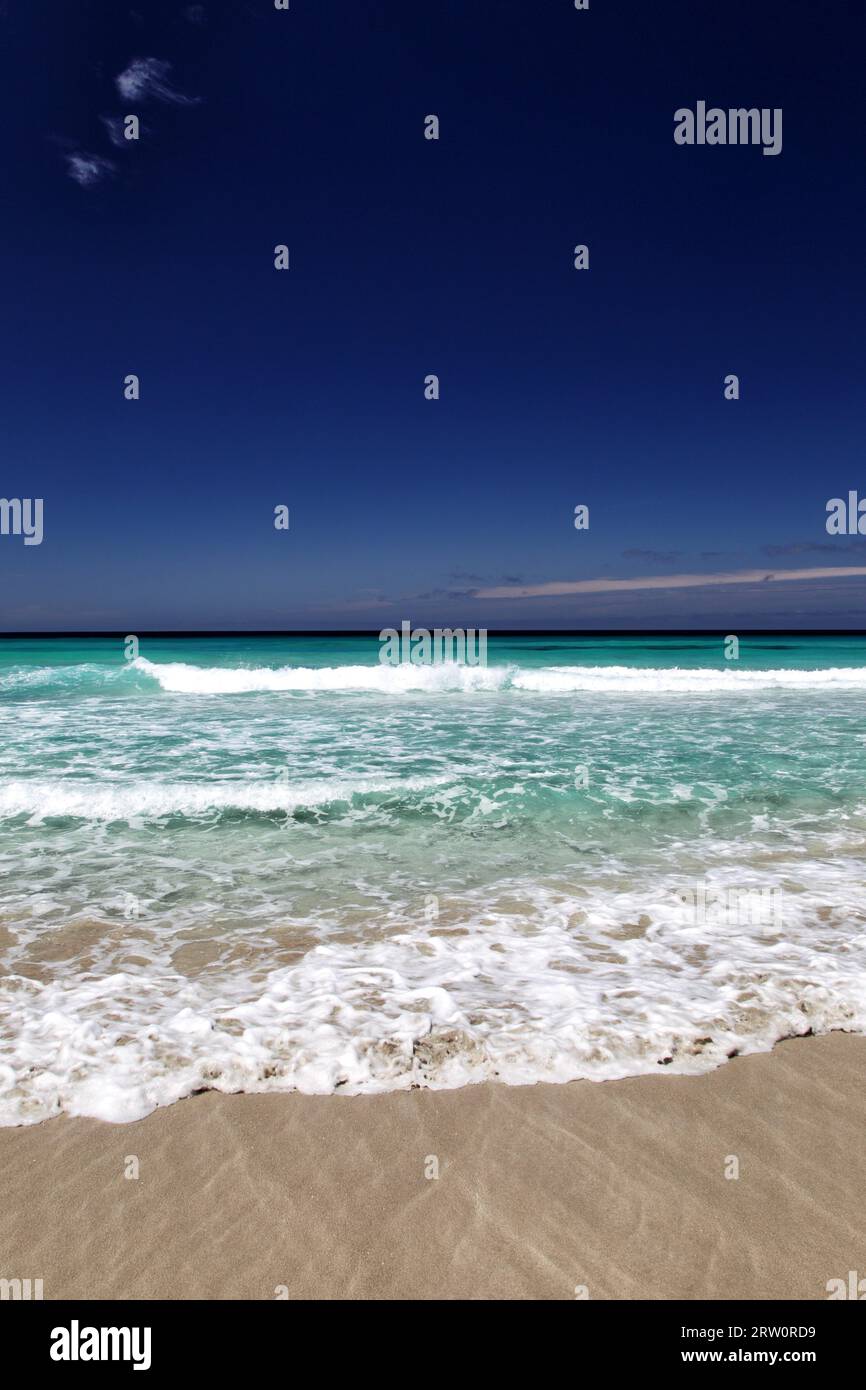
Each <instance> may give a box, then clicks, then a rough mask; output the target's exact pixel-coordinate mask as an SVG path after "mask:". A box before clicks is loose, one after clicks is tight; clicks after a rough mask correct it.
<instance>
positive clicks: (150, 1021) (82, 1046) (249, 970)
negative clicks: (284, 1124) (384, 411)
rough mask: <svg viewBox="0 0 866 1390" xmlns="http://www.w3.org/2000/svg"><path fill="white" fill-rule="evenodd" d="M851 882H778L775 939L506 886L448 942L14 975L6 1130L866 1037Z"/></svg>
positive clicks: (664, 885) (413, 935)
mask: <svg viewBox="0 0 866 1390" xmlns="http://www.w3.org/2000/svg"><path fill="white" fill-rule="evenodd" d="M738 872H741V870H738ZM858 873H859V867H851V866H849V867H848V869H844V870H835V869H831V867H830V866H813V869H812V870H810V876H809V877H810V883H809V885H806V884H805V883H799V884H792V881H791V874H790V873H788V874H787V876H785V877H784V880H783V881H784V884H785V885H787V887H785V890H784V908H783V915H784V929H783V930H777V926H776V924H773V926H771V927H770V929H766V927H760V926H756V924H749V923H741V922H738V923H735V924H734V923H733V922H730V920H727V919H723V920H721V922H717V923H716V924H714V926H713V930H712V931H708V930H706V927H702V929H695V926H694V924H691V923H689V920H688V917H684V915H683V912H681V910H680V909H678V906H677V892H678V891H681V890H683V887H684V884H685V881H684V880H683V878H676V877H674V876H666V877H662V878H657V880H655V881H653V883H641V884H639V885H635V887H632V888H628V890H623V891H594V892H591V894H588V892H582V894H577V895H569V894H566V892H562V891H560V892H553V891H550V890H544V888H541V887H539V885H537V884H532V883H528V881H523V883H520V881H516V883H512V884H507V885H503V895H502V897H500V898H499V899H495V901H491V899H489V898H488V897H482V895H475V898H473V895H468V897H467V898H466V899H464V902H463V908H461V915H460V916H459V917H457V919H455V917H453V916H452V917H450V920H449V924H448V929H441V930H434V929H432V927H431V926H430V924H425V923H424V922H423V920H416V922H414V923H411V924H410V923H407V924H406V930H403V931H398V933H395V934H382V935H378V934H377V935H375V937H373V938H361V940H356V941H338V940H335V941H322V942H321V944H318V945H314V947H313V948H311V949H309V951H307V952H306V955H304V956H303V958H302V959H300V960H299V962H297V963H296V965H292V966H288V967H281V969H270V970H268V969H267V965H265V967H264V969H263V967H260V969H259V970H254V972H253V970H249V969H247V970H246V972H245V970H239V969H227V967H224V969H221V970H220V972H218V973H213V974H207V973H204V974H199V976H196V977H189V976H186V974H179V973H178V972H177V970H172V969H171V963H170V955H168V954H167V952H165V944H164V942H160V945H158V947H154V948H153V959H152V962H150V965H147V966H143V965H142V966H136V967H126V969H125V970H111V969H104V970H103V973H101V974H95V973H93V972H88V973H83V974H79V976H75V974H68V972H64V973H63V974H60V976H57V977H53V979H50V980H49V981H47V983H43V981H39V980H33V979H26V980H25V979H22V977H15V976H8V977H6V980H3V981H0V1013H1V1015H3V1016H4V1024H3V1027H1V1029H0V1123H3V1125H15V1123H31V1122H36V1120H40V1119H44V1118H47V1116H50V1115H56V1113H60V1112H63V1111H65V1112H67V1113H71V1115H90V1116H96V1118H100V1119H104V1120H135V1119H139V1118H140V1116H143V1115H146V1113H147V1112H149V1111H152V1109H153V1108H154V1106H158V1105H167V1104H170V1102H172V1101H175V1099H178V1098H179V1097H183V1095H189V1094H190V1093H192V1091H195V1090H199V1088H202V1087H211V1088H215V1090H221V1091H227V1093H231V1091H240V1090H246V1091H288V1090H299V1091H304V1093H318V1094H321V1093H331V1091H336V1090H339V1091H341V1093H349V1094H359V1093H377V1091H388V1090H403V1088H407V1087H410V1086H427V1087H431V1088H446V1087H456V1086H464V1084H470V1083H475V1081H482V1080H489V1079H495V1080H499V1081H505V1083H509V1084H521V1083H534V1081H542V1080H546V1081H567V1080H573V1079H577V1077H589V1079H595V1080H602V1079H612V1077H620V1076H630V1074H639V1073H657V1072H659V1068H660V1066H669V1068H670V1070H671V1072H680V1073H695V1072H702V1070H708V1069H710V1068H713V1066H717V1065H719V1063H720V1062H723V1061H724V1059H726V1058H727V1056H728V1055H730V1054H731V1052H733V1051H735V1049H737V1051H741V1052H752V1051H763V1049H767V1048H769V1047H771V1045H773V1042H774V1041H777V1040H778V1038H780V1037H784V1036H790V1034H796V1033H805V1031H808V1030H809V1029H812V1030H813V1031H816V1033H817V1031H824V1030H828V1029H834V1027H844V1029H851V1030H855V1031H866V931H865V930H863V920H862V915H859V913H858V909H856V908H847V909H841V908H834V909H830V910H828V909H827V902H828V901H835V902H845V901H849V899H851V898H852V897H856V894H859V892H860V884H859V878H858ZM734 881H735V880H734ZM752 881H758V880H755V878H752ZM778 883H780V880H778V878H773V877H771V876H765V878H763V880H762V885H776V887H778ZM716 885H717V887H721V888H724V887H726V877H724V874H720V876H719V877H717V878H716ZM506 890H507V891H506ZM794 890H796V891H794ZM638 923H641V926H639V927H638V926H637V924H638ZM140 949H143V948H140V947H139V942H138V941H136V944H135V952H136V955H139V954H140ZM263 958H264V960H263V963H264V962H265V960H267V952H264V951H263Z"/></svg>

* * *

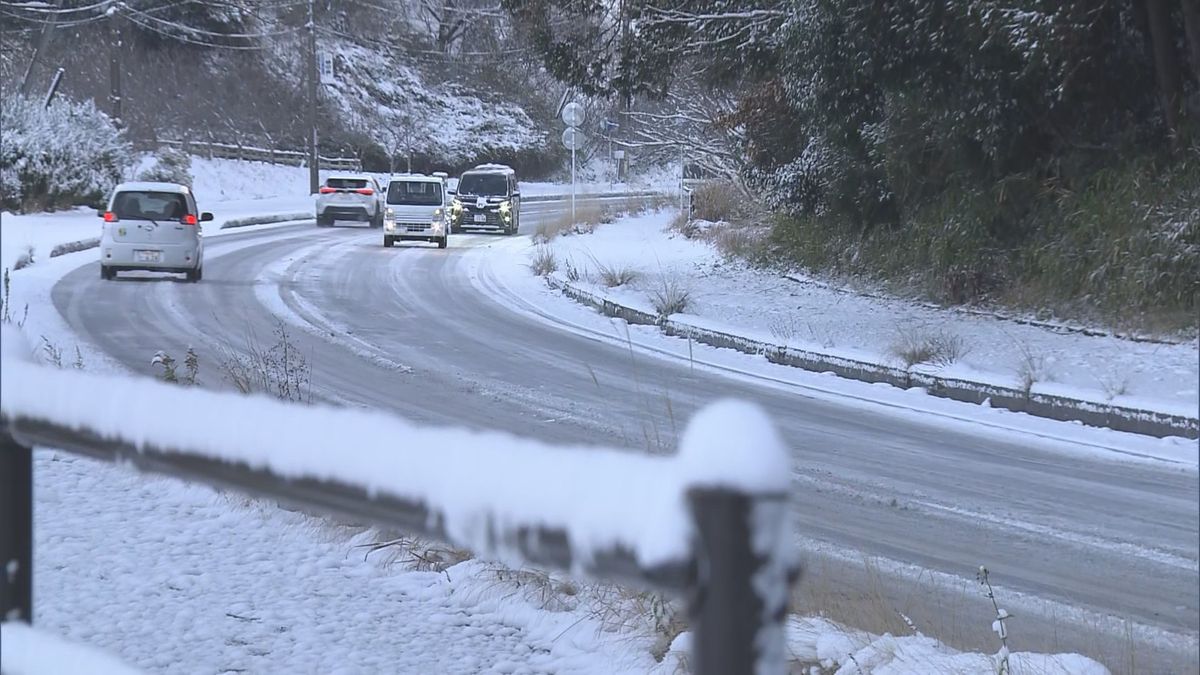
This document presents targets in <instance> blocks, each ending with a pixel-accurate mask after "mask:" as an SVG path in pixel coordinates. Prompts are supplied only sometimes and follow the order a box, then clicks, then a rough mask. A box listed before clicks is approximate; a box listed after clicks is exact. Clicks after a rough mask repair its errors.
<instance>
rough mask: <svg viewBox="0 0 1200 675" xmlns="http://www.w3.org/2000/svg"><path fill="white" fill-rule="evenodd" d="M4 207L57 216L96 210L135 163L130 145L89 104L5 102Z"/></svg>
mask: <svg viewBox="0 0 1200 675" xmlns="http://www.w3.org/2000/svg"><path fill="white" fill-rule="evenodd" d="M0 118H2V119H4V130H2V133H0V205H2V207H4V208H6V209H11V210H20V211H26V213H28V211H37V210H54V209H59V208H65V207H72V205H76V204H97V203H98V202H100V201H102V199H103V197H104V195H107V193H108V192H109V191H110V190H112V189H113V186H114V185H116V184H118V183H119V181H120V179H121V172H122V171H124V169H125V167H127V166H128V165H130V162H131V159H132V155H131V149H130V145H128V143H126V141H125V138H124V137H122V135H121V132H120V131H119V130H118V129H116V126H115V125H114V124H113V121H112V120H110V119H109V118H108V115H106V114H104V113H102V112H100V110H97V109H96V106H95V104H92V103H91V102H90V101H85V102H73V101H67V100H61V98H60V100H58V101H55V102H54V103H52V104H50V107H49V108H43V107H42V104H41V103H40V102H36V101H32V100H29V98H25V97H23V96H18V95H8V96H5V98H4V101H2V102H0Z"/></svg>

What you should do
What is needed is a verbatim copy of every line in the records above from the one containing "Each <instance> may" down to the one containing "negative clicks: (284, 1124) (384, 411)", both included, and nothing more.

Output
Each <instance> may give a box, then clicks, then a rough mask; output the target's exact pixel-coordinate mask as an SVG path after "mask:". A box before clicks is loose, one after clicks is tight; clicks after a rough mask correct it.
<instance>
positive clicks: (150, 1021) (82, 1046) (249, 970)
negative clicks: (284, 1124) (384, 411)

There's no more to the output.